(Items stored from a collection)
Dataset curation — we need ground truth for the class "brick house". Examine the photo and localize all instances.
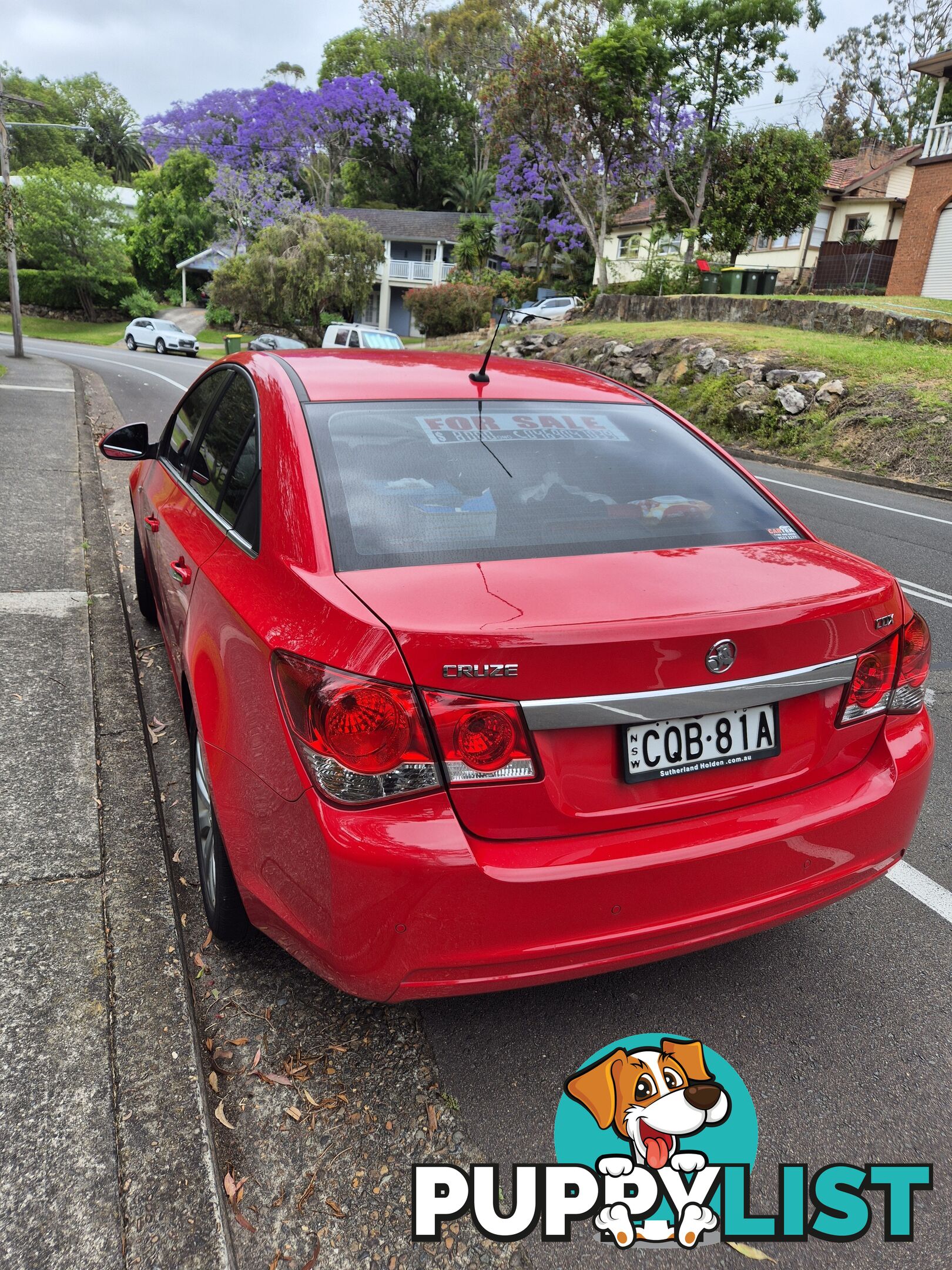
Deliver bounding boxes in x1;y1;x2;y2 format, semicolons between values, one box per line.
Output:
886;49;952;300
595;146;923;286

EXERCISE INSTRUCTIONS = Rewrite every line of the entries above as a numbered list, omitting blank lines and leaving out the pictures.

COMPLETE RESPONSE =
1. Dataset curation — we need ground truth for the class "brick house". Examine the photo and localize all instances.
2. Deliver bounding boxes in x1;y1;x2;y2 format, semicolons between values, one box per line.
3. Output:
4. 886;49;952;300
5. 595;146;923;286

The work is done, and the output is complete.